Data listing:
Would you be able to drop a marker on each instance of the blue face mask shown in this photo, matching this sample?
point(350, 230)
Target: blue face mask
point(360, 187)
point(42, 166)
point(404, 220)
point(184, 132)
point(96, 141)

• _Exercise aim_
Write out all of the records above line for line, changing nothing.

• _Solution for this problem_
Would you be able to drop a marker on each instance of the blue face mask shown in this photo, matching this sample?
point(350, 230)
Target: blue face mask
point(360, 187)
point(42, 166)
point(404, 220)
point(184, 132)
point(96, 141)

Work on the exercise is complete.